(Coordinate annotation records)
--- Start ---
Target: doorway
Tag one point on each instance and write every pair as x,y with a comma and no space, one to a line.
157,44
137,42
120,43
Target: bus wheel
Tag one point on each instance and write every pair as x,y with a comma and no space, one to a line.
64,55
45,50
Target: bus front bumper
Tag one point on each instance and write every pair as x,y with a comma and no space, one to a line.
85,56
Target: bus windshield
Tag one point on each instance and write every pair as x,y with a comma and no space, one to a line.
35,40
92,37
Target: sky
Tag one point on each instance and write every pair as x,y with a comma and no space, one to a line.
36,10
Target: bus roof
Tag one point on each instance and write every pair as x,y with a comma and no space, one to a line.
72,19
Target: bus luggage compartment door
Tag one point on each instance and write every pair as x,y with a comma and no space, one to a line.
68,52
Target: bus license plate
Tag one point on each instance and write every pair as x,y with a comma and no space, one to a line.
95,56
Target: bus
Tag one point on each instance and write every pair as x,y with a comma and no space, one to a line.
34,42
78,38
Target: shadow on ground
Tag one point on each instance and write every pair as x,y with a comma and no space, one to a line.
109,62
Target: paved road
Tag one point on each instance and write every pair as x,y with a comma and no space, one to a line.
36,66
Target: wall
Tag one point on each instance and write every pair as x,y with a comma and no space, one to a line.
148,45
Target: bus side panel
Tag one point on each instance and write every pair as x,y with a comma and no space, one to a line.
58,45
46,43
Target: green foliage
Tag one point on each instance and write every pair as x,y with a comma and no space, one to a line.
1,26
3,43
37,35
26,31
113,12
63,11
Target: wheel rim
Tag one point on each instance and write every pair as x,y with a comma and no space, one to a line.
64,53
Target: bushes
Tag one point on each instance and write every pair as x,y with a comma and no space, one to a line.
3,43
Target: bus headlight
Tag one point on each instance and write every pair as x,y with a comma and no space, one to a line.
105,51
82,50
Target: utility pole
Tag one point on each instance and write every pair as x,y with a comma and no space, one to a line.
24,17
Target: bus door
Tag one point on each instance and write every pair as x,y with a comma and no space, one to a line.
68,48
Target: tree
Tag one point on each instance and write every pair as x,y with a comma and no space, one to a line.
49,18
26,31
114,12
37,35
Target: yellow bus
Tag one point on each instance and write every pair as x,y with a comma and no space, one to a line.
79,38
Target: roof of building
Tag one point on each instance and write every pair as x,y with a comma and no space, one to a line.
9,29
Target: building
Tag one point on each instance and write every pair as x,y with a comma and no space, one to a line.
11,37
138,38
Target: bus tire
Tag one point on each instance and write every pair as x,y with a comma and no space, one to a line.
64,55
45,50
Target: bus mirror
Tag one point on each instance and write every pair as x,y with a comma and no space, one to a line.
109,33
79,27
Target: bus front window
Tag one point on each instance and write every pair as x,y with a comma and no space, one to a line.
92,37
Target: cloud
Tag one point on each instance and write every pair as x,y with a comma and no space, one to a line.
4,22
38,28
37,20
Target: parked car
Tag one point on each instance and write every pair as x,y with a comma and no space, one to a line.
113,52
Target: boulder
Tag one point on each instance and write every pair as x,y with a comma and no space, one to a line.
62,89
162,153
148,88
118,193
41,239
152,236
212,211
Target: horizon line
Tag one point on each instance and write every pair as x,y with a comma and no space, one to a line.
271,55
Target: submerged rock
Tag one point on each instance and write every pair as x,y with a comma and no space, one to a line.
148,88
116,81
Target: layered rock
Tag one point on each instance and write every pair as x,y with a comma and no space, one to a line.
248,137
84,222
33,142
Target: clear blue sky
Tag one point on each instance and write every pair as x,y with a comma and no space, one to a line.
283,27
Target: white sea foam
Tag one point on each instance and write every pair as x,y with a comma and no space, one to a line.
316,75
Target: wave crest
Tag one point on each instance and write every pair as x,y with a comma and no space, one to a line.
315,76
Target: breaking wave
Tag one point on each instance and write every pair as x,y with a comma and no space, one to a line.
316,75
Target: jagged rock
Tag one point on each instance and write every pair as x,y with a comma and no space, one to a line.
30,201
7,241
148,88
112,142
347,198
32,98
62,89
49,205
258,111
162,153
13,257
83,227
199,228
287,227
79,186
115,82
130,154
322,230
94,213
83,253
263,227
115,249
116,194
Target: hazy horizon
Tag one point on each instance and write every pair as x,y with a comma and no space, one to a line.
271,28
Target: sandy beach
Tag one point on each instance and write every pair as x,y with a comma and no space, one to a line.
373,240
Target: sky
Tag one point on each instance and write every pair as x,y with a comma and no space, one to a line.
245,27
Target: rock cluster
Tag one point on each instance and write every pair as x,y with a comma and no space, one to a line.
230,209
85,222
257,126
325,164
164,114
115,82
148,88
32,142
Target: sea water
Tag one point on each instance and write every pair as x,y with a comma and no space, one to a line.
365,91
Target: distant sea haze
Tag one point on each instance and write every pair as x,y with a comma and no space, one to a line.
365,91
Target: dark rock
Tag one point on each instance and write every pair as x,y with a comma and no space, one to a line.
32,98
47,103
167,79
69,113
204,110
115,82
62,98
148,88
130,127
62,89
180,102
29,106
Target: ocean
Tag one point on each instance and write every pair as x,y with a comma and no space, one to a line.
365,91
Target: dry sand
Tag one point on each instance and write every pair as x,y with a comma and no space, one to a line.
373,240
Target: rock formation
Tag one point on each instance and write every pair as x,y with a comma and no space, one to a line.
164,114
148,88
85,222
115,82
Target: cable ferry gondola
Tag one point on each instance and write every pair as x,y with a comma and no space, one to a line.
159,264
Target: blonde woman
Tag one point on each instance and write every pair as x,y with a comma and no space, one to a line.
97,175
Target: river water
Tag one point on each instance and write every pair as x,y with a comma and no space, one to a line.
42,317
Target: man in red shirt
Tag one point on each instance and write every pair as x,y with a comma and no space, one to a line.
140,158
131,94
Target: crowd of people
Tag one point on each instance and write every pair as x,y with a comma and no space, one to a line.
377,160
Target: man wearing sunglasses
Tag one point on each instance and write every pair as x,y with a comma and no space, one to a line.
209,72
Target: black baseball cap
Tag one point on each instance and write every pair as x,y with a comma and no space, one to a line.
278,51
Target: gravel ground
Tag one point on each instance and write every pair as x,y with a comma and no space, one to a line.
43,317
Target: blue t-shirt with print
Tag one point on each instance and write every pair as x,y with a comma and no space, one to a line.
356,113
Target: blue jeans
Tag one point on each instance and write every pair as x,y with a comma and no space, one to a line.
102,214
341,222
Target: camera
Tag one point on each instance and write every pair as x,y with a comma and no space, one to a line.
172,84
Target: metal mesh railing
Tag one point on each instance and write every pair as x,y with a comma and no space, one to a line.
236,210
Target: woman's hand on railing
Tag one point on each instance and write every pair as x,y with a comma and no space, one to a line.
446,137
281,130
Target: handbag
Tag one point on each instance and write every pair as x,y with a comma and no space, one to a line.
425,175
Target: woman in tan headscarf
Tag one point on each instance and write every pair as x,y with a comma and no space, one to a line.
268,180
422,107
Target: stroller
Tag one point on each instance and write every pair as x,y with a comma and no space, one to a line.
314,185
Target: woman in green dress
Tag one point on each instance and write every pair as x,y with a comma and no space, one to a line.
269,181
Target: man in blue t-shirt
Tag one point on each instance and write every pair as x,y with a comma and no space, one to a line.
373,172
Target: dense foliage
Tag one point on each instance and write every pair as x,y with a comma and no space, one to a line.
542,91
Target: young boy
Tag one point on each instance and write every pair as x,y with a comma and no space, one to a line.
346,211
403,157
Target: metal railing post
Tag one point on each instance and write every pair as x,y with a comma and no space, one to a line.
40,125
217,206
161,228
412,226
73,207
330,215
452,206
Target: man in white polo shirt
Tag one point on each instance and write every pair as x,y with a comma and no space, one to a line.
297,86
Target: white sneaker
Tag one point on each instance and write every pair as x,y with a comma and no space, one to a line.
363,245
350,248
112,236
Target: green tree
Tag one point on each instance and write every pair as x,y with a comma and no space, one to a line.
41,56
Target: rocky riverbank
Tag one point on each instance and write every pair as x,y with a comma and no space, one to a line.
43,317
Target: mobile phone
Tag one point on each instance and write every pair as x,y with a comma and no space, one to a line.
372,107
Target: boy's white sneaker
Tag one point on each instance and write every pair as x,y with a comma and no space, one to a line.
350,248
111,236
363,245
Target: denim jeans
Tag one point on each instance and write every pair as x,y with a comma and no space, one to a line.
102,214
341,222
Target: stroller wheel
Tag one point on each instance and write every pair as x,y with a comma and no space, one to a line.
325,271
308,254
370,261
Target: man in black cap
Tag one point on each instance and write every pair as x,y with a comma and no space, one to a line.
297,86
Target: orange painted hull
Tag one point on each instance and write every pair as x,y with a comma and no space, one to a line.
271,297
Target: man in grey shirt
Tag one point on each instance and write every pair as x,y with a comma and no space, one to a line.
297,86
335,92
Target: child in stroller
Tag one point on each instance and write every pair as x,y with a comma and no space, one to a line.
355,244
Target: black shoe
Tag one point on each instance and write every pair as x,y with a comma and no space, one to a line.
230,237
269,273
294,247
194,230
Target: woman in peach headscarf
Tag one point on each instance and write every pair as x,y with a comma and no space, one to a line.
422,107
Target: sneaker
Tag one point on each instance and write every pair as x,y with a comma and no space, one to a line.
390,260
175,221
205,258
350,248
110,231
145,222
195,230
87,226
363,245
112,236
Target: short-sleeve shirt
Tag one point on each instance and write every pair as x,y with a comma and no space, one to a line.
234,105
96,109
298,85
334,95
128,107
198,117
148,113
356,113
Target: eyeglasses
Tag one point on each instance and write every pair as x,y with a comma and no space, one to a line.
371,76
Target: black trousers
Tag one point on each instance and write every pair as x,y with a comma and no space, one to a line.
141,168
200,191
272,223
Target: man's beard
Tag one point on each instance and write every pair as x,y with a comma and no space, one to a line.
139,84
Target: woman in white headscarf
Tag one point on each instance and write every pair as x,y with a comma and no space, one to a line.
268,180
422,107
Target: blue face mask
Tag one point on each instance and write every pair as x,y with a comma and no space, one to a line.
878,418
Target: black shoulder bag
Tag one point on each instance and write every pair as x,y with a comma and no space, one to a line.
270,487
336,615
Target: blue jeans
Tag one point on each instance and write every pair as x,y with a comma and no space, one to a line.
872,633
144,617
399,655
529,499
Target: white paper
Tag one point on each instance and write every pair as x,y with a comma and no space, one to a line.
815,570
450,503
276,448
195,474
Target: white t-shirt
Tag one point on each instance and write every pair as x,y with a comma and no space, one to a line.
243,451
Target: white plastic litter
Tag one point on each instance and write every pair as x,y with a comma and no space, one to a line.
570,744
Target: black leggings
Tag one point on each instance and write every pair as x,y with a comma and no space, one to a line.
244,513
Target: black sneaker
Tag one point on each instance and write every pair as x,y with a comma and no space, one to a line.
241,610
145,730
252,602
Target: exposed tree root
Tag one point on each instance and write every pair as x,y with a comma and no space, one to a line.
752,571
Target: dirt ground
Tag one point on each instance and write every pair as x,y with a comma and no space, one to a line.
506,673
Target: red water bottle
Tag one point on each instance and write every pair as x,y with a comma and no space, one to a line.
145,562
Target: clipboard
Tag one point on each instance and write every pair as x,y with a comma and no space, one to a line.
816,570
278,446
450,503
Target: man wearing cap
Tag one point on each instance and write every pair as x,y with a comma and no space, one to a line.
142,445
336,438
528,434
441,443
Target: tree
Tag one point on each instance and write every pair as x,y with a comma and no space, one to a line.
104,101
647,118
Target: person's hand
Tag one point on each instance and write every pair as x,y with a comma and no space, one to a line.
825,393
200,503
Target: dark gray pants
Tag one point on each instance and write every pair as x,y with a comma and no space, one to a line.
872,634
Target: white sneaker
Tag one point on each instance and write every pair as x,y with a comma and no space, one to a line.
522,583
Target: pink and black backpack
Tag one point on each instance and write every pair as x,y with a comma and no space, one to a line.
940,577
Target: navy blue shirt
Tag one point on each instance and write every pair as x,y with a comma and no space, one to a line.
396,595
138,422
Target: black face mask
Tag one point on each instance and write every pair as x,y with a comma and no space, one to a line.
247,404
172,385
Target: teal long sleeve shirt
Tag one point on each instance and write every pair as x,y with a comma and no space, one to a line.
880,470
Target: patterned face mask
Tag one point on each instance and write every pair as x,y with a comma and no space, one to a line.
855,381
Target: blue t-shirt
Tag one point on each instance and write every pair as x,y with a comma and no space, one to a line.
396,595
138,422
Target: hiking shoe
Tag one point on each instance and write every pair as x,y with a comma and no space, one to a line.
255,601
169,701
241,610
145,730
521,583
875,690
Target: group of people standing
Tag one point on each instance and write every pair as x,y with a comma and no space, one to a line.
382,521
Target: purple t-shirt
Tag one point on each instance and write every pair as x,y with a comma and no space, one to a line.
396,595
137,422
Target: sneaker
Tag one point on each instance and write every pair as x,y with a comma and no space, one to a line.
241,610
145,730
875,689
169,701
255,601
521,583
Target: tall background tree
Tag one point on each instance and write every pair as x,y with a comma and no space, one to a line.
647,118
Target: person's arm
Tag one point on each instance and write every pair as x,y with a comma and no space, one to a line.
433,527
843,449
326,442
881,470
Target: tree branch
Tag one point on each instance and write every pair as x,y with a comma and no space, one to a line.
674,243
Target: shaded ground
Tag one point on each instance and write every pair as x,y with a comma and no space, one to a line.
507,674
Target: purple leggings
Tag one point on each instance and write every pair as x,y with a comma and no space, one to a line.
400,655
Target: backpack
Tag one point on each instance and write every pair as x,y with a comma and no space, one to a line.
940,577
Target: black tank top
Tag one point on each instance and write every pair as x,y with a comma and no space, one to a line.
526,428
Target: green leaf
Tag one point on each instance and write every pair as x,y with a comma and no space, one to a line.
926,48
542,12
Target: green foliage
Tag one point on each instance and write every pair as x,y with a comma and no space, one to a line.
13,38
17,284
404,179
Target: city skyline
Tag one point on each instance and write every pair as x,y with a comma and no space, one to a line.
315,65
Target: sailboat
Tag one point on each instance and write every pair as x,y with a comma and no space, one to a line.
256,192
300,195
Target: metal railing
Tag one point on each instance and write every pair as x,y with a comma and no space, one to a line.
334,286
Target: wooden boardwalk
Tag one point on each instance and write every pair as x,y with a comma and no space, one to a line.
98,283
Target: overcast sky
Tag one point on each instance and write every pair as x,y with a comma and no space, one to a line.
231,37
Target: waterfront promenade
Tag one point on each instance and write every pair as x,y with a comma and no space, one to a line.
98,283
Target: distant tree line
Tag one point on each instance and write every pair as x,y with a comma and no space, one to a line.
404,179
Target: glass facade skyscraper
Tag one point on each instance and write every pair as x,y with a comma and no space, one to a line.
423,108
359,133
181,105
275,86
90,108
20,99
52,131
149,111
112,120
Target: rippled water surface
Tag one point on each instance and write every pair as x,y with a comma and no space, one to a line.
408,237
--- End ---
Reproduce the lines of the entries above exactly, but only from the line containing "Target: green leaf" through the final line.

● **EXERCISE RESPONSE**:
Target: green leaf
Tag one point on each instance and write every pair as x,y with a comma and no space, one to a line.
926,48
542,12
Target: green foliage
Tag one point on each instance and write every pair as x,y with a comma and no space, one to a line.
13,38
17,284
404,179
Target: city skyline
Tag one point on each instance and write every pair as x,y with a comma and no space, one to a line.
315,65
Target: sailboat
Tag one point on each instance and write every pair as x,y with a comma and no space, one to a line.
256,192
300,195
Target: metal railing
Tag one point on each instance and write every pair as x,y with a comma and no space, one to a line.
334,286
Target: wooden boardwalk
Tag one point on each instance and write every pair as x,y with a comma and no space, one to a line.
98,283
Target: overcast sky
Tag one point on each instance and write every pair as x,y with a comma and no space, one to a line.
231,37
Target: waterfront promenade
Tag one point on each instance and write every pair as x,y with a comma and no space, one to a line.
98,283
Target: distant tree line
Tag one point on each instance and write every pair as x,y with a comma and no space, one to a line.
404,179
Target: glass facade skyscraper
Tag one point on each instance and write every pair as x,y with a comma and no space, one to a line.
423,108
359,133
181,105
275,86
90,108
20,99
52,131
149,111
112,120
Target: rippled water surface
Tag one point on each instance and write every pair as x,y with a comma and no space, one to a line.
408,237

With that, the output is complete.